Direction
Print, without any alteration, the part of the items that begins with the line containing "Above is an image. Study it and locate green hillside." and ends with the line containing "[557,427,563,515]", including both of those lines.

Source material
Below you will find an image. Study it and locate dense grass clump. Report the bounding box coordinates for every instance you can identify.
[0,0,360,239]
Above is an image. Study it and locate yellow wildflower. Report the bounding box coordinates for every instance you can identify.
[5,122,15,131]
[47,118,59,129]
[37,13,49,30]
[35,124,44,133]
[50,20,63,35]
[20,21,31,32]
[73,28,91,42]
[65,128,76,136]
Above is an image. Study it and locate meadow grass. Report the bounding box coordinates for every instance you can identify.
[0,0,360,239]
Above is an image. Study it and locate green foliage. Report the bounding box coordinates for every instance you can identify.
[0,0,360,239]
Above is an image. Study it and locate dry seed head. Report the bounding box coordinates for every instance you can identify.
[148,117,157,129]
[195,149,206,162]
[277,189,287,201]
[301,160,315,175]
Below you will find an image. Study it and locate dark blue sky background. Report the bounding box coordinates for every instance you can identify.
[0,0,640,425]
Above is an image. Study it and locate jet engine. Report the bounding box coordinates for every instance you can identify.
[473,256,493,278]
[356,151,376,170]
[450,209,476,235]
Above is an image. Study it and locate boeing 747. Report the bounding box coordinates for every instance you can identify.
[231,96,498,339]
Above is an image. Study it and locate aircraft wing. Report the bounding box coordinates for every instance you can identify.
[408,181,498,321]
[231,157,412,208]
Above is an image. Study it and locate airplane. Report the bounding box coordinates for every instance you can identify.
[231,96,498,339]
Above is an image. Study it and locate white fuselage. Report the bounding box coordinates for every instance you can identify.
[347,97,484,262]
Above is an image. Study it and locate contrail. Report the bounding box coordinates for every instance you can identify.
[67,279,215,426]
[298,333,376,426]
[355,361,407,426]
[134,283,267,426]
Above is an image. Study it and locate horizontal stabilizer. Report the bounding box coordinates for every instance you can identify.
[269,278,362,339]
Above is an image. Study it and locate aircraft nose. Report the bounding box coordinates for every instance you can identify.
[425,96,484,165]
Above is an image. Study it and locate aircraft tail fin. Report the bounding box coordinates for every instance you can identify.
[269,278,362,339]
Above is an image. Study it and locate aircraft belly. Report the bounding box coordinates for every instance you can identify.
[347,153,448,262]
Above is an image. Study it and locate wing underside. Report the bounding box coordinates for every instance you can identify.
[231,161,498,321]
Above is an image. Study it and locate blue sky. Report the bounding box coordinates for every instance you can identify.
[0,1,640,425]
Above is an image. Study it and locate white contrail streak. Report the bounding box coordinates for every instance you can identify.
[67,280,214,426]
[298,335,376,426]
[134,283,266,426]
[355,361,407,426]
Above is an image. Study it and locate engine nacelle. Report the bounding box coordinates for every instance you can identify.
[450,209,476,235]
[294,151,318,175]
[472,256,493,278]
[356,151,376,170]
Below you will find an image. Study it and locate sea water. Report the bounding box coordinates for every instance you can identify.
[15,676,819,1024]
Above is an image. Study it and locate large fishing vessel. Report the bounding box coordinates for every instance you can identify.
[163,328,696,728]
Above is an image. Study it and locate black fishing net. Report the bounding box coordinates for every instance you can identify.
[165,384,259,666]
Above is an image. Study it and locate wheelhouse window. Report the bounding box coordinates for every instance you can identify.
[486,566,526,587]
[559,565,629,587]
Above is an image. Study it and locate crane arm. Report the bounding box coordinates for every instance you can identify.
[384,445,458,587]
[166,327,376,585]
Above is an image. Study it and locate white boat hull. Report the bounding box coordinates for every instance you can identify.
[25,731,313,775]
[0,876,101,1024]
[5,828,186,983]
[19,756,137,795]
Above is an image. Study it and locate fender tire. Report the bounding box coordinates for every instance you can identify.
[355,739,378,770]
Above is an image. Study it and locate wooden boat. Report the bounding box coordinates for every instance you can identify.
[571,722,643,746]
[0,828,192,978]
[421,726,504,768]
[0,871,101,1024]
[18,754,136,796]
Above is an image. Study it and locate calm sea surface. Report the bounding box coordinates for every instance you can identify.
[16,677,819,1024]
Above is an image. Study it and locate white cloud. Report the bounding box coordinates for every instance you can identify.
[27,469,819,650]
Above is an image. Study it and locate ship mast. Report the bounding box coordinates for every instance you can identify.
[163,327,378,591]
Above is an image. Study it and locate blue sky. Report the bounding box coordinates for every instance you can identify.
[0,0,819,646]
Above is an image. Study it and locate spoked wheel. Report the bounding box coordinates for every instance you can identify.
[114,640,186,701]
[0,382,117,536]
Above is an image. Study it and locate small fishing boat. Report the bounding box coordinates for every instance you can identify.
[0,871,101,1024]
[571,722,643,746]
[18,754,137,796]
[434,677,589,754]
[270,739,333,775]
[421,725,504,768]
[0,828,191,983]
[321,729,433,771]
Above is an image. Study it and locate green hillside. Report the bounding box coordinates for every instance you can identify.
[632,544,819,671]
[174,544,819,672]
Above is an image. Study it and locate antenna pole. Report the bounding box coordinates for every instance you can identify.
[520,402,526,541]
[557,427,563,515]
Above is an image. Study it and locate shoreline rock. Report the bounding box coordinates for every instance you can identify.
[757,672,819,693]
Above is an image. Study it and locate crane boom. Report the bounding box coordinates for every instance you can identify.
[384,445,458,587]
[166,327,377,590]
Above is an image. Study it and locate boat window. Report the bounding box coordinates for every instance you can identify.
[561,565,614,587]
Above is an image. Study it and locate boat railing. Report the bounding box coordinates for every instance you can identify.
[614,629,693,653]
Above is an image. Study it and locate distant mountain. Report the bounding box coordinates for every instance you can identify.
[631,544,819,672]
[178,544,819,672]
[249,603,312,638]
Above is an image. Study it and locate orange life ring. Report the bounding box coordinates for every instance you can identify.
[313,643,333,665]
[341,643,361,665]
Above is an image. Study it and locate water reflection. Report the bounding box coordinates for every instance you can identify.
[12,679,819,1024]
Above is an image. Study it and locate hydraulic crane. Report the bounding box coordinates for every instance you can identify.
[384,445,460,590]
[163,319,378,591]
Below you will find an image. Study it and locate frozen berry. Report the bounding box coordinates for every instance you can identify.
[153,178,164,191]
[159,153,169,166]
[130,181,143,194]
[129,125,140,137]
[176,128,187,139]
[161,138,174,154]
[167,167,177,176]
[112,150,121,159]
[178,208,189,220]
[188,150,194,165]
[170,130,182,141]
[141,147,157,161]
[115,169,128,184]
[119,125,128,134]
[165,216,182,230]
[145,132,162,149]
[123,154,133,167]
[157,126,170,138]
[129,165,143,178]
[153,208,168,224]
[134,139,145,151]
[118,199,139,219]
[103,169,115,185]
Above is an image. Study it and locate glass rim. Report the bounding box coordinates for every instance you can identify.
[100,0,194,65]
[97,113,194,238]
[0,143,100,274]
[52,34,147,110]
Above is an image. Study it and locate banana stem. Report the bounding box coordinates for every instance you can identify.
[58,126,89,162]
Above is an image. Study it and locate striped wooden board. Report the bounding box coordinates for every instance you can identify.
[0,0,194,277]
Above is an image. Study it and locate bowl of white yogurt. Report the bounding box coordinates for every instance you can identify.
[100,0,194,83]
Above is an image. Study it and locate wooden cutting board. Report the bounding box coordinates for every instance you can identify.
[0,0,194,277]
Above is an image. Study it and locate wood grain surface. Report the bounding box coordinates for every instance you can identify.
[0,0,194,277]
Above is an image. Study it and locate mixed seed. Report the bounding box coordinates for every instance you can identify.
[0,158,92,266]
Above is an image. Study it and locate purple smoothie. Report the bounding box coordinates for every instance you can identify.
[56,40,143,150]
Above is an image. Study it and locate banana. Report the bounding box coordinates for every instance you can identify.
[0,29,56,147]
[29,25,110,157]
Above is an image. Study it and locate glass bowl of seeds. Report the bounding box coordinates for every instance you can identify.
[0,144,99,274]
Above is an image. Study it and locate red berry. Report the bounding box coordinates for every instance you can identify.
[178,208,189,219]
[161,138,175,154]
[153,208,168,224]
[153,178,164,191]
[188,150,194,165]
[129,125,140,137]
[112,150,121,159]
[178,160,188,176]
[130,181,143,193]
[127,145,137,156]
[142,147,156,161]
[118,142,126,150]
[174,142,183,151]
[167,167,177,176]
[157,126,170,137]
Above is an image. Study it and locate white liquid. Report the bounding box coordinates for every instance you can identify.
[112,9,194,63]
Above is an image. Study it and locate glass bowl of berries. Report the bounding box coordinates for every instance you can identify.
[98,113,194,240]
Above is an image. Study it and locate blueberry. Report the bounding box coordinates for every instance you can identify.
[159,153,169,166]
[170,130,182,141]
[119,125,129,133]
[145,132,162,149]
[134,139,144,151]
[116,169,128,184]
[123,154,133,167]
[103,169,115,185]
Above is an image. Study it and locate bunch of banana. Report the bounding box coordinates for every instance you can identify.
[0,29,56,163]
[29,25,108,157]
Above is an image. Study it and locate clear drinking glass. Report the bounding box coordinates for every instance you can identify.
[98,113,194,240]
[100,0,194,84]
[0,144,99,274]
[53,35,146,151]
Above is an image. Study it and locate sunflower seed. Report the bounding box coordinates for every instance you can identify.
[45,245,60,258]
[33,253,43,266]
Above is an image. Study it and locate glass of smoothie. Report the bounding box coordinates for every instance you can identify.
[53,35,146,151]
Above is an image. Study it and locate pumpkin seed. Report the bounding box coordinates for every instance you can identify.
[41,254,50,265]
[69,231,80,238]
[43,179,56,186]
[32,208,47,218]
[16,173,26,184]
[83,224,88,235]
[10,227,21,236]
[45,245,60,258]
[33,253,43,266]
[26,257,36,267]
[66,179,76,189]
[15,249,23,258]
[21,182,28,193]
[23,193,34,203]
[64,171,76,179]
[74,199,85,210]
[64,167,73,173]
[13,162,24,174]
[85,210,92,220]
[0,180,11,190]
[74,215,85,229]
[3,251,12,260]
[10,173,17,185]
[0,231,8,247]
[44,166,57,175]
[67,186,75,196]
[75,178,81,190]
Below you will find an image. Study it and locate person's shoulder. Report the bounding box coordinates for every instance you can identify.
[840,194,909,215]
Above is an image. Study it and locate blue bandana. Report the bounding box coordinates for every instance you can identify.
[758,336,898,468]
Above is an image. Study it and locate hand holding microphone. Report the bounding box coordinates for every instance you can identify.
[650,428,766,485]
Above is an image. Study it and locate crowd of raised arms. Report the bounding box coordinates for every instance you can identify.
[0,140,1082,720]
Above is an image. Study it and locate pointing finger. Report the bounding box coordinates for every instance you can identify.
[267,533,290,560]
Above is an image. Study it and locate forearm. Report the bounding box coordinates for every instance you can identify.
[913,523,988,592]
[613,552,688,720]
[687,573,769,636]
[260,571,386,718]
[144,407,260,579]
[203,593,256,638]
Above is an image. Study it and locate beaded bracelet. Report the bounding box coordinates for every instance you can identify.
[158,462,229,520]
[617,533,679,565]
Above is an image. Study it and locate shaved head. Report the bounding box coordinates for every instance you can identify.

The answer
Above is an image. Study it and locate green hillside. Report the bounding box coordinates for every instance you can identify.
[632,544,819,671]
[174,544,819,672]
Above is an image. Study it and locate antenna pole. Report the bounding box coordinates for every instance you can identify.
[520,402,526,541]
[557,427,563,515]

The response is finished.